Answer these questions using the passage on Roswell's climate given below:
(a) What humidity does the passage report?
(b) What did the plankton's skeletons and shells turn into?
(c) From which two bodies of water does the eastern United States get its humidity?

— start QUOTED PASSAGE —

Ultraviolet index is high ( as usual, at altitude, there isn't a lot of filtering from the atmosphere)
Humidity is 17%
Barometric pressure is 30.17 inches of mercury. (About 1.02 bar, practically sea level.)

Why is Roswell so different from Selma? 

The strip of land bordering the Rocky Mountains to the east used to be a vast, shallow inland sea. Over millions of years, plankton died, sank to the bottom, and left a thick layer (several thick layers, actually, interspersed with mud) of their calcium carbonate skeletons and shells. That turned into limestone....highly reflective limestone that baked and efficiently reflected heat back up into the air when the sea dried up 

But more importantly, New Mexico is in the rain shadow of the Rocky Mountains. As humid air flows in from the Pacific Ocean, it rises up over the Cascades and the Sierra Nevada mountains and the Rockies into cooler heights where most of the humidity precipitates out. This is the air that Montana, Wyoming, Colorado, New Mexico, and Mexico gets. The eastern United States gets humidity pumped in constantly from the Atlantic and the Gulf of Mexico. It's dry and there's nothing to buffer the heat 

So my journey to adapt to desert life continues. This Arctic wolf is going to have fun. It's not like I can lock myself in an air conditioned house and never come out. My heart condition requires real activity.

— end QUOTED PASSAGE —
— start ENTRIES PROVIDED —

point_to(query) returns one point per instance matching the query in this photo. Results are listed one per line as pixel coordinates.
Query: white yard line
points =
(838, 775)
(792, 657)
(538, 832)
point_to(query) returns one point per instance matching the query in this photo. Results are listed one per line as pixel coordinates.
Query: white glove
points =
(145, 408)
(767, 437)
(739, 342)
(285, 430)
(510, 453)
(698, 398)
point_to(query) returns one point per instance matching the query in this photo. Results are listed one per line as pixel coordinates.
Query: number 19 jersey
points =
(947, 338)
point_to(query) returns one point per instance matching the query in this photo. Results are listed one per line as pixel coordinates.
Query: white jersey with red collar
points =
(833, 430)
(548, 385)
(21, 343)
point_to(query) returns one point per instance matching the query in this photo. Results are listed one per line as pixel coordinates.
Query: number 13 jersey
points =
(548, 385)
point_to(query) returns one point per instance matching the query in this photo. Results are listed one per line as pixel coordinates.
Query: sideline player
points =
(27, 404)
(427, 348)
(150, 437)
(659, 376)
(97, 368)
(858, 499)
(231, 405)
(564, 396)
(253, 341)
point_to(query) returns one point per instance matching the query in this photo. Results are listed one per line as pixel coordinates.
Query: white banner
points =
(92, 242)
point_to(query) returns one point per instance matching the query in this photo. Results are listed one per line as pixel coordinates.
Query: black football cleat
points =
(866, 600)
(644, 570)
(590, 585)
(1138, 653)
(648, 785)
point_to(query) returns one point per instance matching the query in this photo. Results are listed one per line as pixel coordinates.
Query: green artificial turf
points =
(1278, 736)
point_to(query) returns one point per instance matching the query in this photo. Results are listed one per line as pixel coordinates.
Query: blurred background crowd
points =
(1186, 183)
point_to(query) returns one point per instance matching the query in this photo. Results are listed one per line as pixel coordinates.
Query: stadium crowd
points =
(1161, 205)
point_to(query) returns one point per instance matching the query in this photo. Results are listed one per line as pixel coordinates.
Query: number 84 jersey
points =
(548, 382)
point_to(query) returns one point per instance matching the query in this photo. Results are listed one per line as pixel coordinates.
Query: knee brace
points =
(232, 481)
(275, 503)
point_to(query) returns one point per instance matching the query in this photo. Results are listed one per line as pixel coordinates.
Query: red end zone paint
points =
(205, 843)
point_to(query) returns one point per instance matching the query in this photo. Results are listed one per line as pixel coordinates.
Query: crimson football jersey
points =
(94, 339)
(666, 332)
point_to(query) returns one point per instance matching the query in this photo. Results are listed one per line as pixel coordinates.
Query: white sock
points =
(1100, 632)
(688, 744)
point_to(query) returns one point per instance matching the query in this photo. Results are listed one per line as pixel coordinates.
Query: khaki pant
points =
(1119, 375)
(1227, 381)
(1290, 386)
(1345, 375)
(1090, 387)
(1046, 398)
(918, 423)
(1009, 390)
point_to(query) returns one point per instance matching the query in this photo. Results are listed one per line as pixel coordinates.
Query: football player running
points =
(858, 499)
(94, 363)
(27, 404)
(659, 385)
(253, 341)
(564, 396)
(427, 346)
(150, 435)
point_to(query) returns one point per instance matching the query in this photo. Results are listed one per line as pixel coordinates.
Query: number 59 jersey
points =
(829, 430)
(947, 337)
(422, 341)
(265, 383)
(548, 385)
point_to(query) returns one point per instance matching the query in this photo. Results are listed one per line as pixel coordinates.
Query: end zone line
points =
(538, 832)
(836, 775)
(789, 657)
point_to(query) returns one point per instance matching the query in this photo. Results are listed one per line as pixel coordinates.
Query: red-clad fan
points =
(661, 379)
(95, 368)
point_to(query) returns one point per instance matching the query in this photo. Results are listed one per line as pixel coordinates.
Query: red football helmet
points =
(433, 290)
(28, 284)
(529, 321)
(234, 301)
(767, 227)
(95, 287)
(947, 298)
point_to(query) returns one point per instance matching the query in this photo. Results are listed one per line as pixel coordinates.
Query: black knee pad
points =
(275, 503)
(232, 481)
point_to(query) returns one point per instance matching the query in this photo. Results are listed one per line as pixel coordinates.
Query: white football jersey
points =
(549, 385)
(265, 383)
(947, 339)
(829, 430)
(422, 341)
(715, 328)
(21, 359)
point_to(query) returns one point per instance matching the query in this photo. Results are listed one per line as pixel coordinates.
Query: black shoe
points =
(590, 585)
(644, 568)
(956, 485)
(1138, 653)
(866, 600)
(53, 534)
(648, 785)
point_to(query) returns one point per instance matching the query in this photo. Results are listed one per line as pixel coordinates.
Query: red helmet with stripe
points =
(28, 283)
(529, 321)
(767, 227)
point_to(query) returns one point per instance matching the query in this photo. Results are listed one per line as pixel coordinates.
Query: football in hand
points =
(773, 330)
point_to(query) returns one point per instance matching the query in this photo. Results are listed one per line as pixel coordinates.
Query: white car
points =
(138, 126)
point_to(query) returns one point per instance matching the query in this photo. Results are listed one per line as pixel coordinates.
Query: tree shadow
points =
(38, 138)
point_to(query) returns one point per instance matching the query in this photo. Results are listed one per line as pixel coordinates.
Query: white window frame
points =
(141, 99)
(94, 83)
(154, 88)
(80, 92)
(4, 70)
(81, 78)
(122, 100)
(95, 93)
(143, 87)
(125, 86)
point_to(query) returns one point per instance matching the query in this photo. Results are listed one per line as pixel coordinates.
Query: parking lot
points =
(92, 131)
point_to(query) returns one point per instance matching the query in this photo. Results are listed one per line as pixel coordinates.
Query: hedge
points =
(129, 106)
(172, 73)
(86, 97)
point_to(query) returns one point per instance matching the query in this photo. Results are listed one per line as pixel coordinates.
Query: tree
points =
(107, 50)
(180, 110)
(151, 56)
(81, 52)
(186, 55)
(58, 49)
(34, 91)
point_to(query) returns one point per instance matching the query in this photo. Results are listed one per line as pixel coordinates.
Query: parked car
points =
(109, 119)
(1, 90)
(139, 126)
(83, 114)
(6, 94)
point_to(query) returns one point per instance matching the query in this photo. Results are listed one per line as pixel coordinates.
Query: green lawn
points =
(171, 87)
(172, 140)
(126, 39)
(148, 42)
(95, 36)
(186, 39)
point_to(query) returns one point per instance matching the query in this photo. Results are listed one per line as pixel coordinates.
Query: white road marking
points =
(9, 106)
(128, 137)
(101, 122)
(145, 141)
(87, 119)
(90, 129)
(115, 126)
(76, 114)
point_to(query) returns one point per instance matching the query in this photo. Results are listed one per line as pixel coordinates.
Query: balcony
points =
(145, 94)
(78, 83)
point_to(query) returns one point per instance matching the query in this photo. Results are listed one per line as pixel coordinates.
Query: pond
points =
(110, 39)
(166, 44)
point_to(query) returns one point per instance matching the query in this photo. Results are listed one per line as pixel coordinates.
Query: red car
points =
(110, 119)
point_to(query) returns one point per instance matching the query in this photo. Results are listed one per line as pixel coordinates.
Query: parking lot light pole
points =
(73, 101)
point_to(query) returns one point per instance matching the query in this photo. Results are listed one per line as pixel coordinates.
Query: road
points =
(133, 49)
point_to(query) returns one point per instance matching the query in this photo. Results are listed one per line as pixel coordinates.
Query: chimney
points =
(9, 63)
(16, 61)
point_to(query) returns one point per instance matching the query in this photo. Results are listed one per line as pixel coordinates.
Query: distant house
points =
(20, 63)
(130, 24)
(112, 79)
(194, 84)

— end ENTRIES PROVIDED —

RESPONSE TO THIS EXERCISE:
(a) 17%
(b) Limestone
(c) The Atlantic and the Gulf of Mexico